» **Problem requirements**
Each line in the data holding "like" should be listed.

(Natural language region descriptions)

__________________________________________________

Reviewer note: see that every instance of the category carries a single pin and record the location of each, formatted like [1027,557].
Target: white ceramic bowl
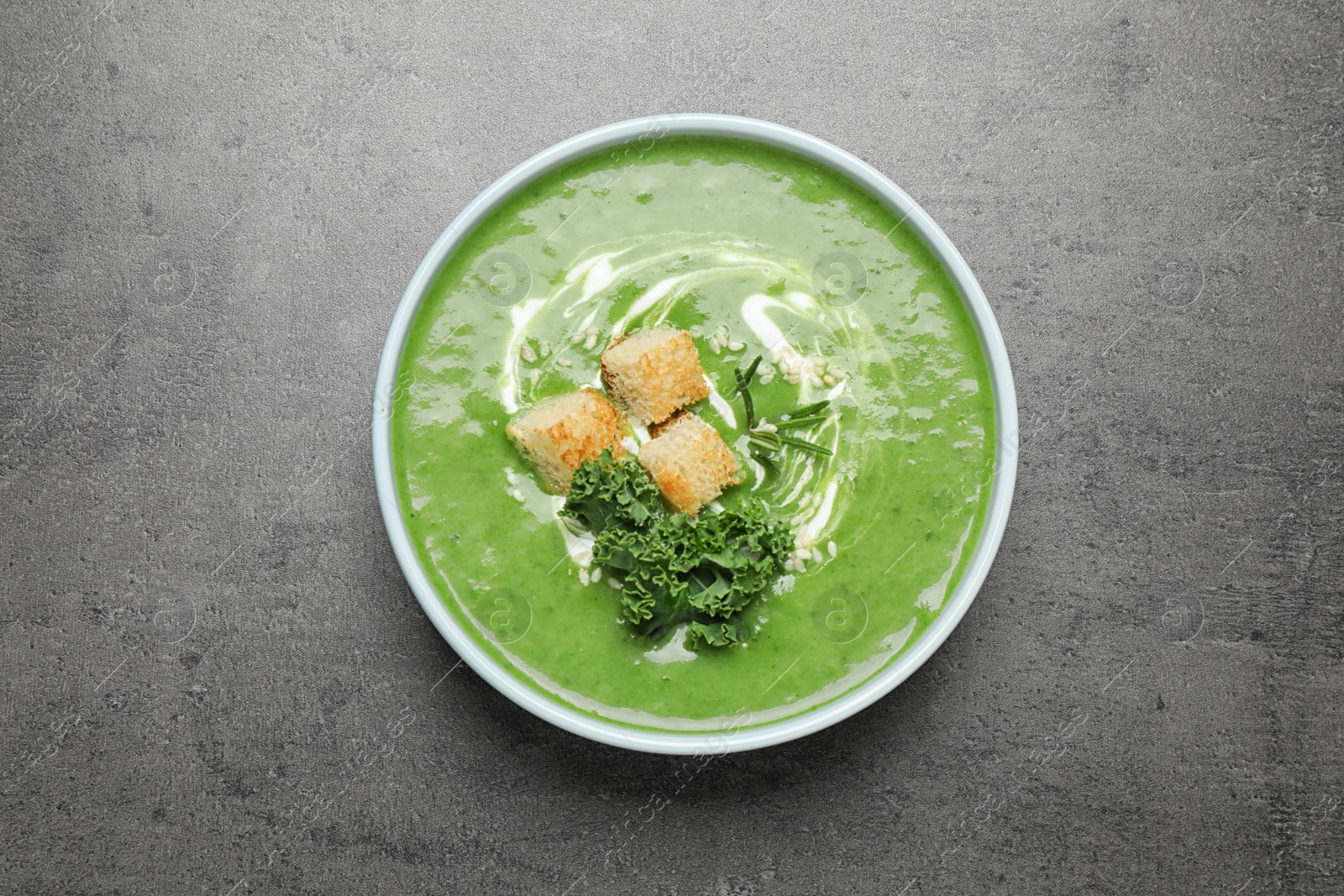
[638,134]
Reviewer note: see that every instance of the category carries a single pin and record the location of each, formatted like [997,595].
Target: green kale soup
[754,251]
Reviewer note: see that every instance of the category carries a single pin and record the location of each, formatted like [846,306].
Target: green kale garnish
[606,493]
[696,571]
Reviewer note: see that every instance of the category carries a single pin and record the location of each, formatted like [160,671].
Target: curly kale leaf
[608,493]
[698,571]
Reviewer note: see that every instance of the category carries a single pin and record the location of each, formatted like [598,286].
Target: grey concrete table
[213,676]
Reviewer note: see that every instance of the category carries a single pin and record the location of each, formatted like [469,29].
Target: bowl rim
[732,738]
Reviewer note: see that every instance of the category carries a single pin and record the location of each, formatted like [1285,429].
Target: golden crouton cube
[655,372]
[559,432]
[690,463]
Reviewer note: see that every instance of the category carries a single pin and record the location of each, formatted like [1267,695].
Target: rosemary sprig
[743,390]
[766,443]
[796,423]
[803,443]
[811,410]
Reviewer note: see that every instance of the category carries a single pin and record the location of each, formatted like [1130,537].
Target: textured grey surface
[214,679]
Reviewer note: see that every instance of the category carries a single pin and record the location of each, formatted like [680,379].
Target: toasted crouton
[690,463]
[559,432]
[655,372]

__________________________________________________

» **Result of this task**
Reviewer note: see that every instance of the category carries a single pin and record the location of each, formatted like [1027,557].
Reviewer note: see that every instance of the category carries a single pin and record the location of each, formatted like [997,595].
Reviewer note: see that every instance of the category carries a single pin and record the location of each, formatted like [846,306].
Reviewer note: see that every instance of the category carries a single pin and record the location of each, formatted like [160,671].
Reviewer note: see that every instance of the category carries a single pin and record the location of each, formatted like [598,286].
Reviewer note: see that every instance of the category carries a single pin and record the location of each, formatted like [469,29].
Reviewer note: see that every instance of the category carries a single pin and record the location of each, formatted like [1285,429].
Reviewer note: see that every instance of the category carries a single pin and record the location of each, formatted like [1267,695].
Reviewer note: see that every instance of the category carries a single pin and record the location of each, formatted like [1130,537].
Reviewer note: see that every instance of the category carries a single pin and record the location of each, formatted like [680,379].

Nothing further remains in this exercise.